— BEGIN SUPPLIED DATA —

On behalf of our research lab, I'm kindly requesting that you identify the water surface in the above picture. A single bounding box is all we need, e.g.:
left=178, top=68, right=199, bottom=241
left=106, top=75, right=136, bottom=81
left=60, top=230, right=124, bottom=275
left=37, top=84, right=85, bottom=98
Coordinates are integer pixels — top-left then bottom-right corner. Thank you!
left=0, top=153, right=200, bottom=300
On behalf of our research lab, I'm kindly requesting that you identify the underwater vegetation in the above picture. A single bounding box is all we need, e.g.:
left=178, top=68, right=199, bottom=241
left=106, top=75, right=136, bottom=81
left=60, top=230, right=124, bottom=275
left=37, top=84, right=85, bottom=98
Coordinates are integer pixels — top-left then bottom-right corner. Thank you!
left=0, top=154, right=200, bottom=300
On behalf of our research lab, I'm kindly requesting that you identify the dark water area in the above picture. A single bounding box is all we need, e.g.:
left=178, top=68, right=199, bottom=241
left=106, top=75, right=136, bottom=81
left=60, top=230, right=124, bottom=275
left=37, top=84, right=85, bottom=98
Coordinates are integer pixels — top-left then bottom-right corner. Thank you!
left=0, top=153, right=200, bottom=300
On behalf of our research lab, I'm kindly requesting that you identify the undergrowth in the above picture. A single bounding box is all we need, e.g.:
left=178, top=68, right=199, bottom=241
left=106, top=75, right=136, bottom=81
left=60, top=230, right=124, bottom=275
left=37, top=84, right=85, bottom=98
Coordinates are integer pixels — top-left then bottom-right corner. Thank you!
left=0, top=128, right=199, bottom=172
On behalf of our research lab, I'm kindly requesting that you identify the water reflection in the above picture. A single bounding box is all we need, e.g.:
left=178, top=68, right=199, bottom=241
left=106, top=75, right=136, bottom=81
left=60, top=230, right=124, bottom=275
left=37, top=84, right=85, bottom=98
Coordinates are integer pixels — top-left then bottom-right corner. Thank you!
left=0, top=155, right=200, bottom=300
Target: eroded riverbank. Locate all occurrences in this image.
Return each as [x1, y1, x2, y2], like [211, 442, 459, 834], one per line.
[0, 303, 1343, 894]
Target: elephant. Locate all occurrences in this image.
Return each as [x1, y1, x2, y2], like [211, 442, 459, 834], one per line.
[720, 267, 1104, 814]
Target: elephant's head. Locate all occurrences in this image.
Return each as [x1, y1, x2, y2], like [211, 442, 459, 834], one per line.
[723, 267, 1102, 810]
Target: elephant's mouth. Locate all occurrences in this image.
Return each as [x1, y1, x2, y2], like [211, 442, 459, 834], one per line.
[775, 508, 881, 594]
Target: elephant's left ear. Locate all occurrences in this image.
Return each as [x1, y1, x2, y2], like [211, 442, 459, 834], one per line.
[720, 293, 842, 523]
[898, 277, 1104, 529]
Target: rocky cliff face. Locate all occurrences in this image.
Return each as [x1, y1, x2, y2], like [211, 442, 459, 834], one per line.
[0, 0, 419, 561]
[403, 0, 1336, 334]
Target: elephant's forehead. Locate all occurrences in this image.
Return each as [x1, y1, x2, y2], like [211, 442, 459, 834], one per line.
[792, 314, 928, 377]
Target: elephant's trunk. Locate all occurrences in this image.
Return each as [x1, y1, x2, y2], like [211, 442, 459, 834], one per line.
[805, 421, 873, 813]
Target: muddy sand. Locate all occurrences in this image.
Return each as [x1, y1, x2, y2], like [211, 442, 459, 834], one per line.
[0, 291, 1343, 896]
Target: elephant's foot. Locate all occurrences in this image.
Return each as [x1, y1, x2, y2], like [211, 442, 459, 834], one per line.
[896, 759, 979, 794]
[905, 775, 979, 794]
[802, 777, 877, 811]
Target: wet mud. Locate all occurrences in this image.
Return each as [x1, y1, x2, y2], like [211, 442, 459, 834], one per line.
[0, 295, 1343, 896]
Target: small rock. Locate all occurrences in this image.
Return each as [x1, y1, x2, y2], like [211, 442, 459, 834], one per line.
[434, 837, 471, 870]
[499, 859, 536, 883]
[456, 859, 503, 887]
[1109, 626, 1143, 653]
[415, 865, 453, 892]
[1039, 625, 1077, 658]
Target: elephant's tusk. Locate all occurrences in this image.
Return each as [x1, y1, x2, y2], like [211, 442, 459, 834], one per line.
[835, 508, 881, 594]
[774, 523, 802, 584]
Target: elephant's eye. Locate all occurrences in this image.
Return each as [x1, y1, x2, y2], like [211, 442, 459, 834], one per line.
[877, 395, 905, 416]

— END SUPPLIED DATA —

WHAT IS NEEDED: Edit the lines between the one holding "Target: elephant's mouth." and the one holding "[792, 314, 928, 377]", inclusive, so that "Locate all occurrences" becomes "Find every instance" and nothing else changes. Return only those lines.

EXERCISE ANSWER:
Target: elephant's mouth. Find every instance in this image.
Return each as [x1, y1, x2, y2], like [211, 442, 459, 834], one per line.
[775, 508, 881, 594]
Target: elephant's left ear. Find every instance in this image.
Return each as [x1, y1, x2, y2], like [211, 442, 459, 834], one per line.
[720, 293, 842, 523]
[898, 277, 1104, 529]
Target: rocky cliff face. Find every instance in this image.
Return each as [x1, y1, x2, y2], like [211, 442, 459, 834], one per line.
[0, 0, 419, 561]
[403, 0, 1336, 334]
Target: elephant's forehead. Find every instance in this image.
Return each as [x1, y1, x2, y2], like [211, 442, 459, 834], one per line.
[792, 314, 928, 377]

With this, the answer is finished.